--- Exercise ---
Every single line below has to be printed once more, exactly.

☆ ☆ ☆ ☆ ☆ ☆ ☆

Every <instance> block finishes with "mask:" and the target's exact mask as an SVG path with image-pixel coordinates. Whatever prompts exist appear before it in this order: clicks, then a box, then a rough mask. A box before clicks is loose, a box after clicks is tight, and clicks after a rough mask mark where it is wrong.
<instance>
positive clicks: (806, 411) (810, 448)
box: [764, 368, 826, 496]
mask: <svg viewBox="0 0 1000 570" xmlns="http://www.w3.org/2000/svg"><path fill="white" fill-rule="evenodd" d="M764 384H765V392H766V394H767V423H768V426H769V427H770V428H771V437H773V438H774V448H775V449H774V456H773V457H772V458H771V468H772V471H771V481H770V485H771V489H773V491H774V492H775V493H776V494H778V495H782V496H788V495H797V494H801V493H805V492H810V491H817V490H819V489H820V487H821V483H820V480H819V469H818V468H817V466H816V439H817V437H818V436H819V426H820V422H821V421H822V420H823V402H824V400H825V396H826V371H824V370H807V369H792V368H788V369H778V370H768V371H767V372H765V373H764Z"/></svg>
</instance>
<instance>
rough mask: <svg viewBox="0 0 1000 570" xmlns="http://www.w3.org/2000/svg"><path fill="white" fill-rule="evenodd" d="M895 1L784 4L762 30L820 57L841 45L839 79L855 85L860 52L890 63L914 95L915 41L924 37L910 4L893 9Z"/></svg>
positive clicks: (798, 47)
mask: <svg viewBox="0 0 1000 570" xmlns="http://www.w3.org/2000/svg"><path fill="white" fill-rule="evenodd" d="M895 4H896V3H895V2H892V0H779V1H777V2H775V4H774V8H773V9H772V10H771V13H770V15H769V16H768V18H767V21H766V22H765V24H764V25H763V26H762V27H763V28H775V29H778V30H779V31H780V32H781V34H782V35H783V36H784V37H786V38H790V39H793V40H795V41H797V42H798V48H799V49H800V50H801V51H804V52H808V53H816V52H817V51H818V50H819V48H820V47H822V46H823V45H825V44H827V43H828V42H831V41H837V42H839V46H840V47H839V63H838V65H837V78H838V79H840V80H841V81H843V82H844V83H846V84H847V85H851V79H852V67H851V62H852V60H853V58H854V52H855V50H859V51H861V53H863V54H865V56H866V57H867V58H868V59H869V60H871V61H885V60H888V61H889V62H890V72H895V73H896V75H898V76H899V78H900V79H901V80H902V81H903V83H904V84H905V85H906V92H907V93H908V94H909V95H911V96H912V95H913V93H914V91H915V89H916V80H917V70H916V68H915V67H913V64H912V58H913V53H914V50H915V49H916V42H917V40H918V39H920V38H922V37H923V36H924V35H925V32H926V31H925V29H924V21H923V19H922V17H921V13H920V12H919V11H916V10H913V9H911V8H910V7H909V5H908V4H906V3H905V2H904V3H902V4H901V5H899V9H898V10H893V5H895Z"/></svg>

☆ ☆ ☆ ☆ ☆ ☆ ☆

--- Your response ---
Every <instance> block finishes with "mask:" and the target's exact mask as an SVG path with image-pixel coordinates. Whatever prompts exist appear before it in this order: clicks, then a box, then a rough mask. A box before clicks is loose, a box after clicks is tight, and clicks after a rough mask mark where it is wrong.
<instance>
positive clicks: (806, 411) (810, 448)
box: [764, 368, 826, 496]
mask: <svg viewBox="0 0 1000 570" xmlns="http://www.w3.org/2000/svg"><path fill="white" fill-rule="evenodd" d="M764 384H765V392H766V394H767V423H768V426H769V427H770V428H771V437H773V438H774V448H775V449H774V456H773V457H772V458H771V468H772V471H771V481H770V485H771V489H773V491H774V492H775V493H776V494H778V495H782V496H788V495H797V494H801V493H805V492H810V491H817V490H819V489H820V487H821V483H820V480H819V469H818V468H817V466H816V439H817V437H818V436H819V426H820V422H821V421H822V420H823V402H824V400H825V396H826V371H824V370H807V369H792V368H788V369H778V370H768V371H767V372H765V373H764Z"/></svg>
</instance>
<instance>
rough mask: <svg viewBox="0 0 1000 570" xmlns="http://www.w3.org/2000/svg"><path fill="white" fill-rule="evenodd" d="M895 1L784 4L762 30L820 57L841 45L839 79L855 85L860 52L890 63L914 95L915 41L924 37L910 4L893 9Z"/></svg>
positive clicks: (798, 47)
mask: <svg viewBox="0 0 1000 570" xmlns="http://www.w3.org/2000/svg"><path fill="white" fill-rule="evenodd" d="M895 4H896V3H895V2H892V0H779V1H777V2H775V4H774V8H773V9H772V10H771V13H770V15H769V16H768V18H767V21H766V22H765V24H764V25H763V26H762V27H763V28H775V29H778V30H779V31H780V32H781V34H782V35H783V36H784V37H786V38H790V39H793V40H795V41H797V42H798V48H799V49H800V50H801V51H804V52H808V53H816V52H817V51H818V50H819V48H820V47H822V46H823V45H825V44H827V43H828V42H831V41H837V42H839V46H840V47H839V63H838V65H837V78H838V79H840V80H841V81H843V82H844V83H846V84H847V85H851V79H852V67H851V62H852V60H853V58H854V52H855V50H859V51H861V53H863V54H865V56H866V57H867V58H868V59H869V60H871V61H885V60H888V61H889V62H890V72H895V73H896V75H898V76H899V78H900V79H901V80H902V81H903V83H904V84H905V85H906V92H907V93H908V94H909V95H911V96H912V95H913V93H914V91H915V89H916V80H917V70H916V68H915V67H913V64H912V58H913V53H914V50H915V49H916V42H917V40H918V39H920V38H922V37H923V36H924V35H925V32H926V31H925V29H924V21H923V19H922V17H921V13H920V12H919V11H916V10H913V9H911V8H910V7H909V5H908V4H906V3H905V2H904V3H902V4H901V5H899V9H898V10H893V5H895Z"/></svg>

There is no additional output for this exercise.